__Problem to work on__
Where the listing below reaches the line containing "box: [275, 343, 350, 508]", start writing out lines exactly, and stop once the line containing "negative clicks: (270, 524)" has been written.

__Data shown__

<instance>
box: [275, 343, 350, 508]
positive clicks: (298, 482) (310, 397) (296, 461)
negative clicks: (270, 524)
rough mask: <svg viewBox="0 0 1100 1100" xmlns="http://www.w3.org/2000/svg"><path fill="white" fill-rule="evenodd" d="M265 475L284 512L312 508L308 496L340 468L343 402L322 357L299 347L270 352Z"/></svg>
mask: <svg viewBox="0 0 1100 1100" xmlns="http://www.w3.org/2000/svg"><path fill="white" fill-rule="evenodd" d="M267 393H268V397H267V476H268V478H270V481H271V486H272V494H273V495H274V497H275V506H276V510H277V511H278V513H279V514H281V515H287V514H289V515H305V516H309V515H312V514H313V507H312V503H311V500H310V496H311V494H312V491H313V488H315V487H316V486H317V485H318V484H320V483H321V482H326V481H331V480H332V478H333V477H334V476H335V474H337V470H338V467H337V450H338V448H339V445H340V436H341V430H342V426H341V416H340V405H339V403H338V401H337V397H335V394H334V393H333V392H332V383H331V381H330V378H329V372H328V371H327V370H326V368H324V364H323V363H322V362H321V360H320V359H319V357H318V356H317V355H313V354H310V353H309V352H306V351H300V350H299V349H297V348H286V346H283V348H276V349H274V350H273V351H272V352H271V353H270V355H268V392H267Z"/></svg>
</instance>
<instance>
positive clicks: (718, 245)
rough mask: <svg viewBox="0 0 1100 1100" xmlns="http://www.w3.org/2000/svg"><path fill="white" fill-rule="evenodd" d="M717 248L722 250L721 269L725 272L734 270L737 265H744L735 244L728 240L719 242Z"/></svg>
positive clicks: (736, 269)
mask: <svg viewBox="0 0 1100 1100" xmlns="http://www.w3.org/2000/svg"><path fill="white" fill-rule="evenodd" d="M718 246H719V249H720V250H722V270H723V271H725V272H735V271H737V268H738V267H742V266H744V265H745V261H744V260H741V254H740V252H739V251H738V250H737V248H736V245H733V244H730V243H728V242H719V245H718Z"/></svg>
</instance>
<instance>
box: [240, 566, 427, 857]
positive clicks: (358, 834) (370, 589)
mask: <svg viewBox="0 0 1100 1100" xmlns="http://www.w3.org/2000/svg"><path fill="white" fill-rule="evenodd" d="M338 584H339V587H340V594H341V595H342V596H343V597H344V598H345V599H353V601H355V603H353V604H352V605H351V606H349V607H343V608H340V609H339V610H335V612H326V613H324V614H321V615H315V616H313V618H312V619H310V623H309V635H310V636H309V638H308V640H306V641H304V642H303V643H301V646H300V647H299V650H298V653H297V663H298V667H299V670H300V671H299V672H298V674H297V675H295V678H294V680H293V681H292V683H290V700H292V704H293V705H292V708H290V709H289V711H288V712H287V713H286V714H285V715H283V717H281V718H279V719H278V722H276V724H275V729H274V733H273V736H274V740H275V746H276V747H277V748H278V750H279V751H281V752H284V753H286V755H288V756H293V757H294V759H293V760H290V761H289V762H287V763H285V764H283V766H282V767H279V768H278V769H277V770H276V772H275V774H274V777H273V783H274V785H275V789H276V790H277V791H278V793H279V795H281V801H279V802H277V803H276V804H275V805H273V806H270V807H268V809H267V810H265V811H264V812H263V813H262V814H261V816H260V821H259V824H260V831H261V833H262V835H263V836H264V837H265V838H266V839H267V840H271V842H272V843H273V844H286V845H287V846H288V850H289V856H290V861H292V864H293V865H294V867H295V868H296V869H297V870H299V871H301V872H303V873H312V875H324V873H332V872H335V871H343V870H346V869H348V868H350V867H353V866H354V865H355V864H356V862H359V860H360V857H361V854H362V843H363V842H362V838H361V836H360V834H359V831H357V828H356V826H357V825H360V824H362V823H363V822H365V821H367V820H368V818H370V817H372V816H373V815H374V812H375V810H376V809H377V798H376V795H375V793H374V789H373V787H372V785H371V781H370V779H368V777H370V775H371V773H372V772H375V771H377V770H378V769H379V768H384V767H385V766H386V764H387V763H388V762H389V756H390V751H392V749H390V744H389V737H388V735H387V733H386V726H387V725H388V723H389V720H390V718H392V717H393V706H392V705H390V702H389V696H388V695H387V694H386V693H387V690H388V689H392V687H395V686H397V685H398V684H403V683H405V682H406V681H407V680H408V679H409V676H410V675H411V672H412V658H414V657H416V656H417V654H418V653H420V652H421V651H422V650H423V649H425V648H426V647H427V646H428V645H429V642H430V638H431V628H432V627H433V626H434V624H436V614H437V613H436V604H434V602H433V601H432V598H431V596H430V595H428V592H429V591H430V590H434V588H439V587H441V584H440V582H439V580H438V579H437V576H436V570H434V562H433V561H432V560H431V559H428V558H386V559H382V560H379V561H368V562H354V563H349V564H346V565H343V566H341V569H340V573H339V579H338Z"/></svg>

...

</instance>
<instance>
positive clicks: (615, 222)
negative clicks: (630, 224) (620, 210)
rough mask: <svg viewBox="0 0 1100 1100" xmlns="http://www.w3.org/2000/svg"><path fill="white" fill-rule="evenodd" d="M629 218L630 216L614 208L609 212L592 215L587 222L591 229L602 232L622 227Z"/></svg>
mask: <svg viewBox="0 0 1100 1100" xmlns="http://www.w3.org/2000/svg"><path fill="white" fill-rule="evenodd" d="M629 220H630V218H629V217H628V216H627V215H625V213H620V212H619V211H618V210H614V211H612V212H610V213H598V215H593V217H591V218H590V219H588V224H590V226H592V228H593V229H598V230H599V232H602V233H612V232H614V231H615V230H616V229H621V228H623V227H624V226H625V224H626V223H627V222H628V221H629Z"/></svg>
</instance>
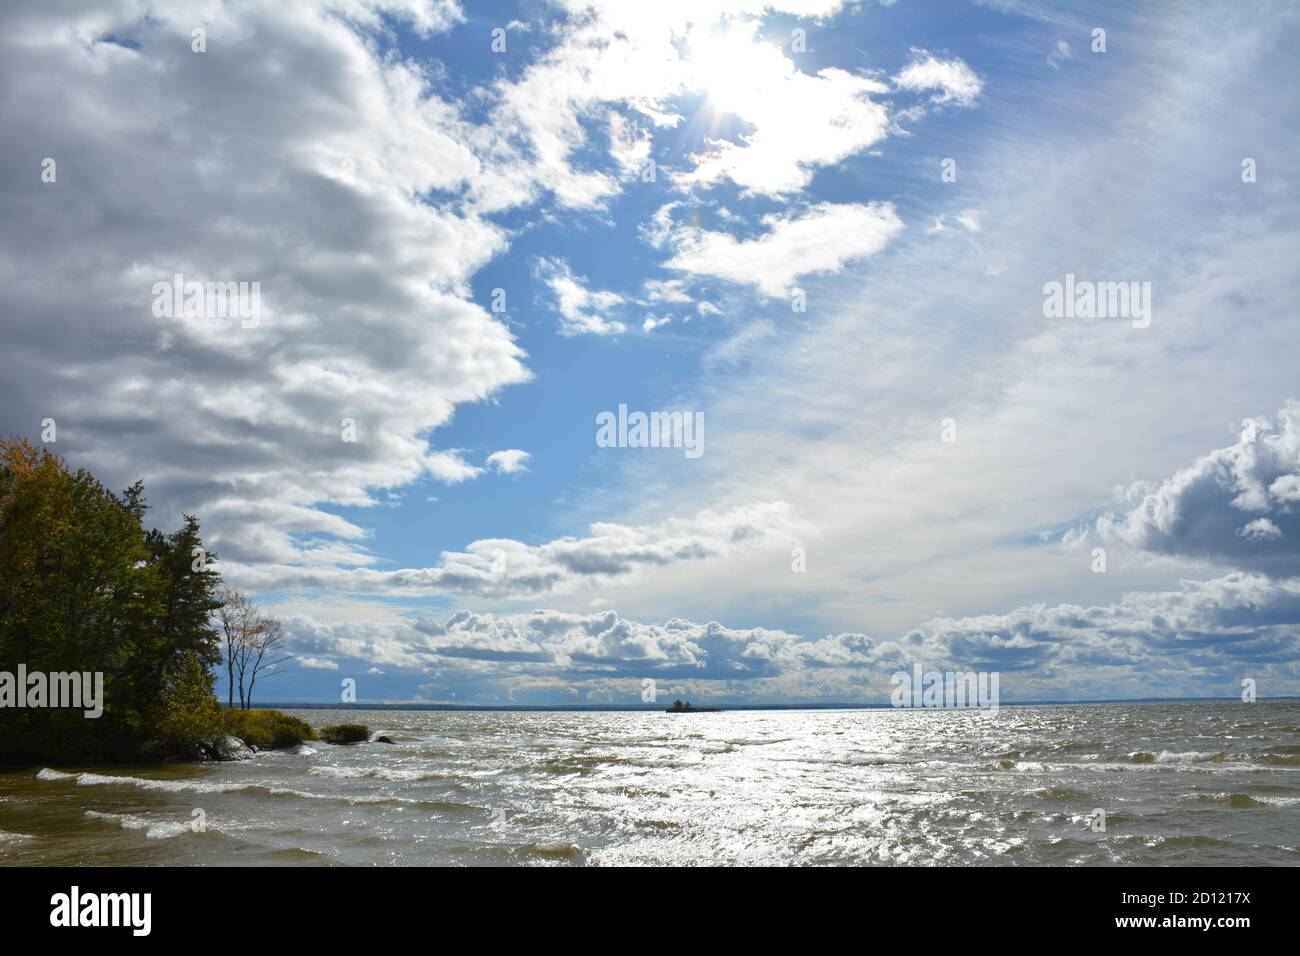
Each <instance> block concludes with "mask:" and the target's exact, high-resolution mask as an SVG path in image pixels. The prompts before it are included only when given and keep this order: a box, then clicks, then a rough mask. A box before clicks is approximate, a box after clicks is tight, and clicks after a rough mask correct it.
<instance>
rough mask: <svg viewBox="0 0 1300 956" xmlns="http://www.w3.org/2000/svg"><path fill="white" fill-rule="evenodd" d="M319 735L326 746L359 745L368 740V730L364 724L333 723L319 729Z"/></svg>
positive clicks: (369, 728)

--

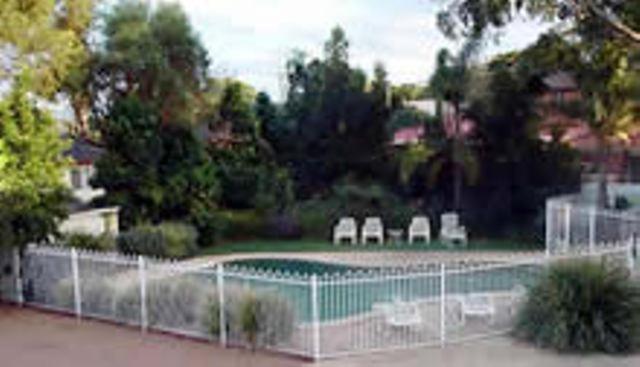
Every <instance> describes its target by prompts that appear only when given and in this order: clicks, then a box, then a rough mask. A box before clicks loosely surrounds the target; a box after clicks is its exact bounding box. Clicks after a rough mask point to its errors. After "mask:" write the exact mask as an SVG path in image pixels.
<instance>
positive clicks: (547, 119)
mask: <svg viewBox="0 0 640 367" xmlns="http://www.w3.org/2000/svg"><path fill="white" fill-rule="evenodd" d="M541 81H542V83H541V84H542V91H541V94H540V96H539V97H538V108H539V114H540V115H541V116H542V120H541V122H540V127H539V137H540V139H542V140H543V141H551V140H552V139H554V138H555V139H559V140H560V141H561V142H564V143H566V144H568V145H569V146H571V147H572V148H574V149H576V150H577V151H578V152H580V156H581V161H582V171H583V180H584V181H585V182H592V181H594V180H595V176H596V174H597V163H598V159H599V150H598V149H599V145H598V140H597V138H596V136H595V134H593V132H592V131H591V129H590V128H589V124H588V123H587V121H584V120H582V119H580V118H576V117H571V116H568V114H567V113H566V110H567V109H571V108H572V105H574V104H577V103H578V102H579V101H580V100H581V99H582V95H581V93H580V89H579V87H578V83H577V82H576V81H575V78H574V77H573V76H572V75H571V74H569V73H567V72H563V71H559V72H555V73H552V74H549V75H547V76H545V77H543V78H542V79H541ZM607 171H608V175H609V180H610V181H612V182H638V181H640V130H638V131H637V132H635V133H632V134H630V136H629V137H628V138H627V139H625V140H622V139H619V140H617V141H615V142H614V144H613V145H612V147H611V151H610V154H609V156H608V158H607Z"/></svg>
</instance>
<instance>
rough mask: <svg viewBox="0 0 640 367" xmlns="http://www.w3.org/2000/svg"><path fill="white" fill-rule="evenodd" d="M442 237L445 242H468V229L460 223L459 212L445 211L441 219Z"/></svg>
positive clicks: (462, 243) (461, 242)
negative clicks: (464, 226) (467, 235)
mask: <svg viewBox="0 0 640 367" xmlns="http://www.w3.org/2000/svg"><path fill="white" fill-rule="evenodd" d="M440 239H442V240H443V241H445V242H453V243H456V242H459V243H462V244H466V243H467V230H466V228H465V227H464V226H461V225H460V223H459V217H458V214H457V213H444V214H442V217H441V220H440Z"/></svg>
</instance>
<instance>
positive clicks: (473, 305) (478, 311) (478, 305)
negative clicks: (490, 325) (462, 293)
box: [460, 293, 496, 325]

__Response below__
box: [275, 343, 350, 508]
positive clicks: (298, 482) (310, 397) (296, 461)
negative clicks: (270, 524)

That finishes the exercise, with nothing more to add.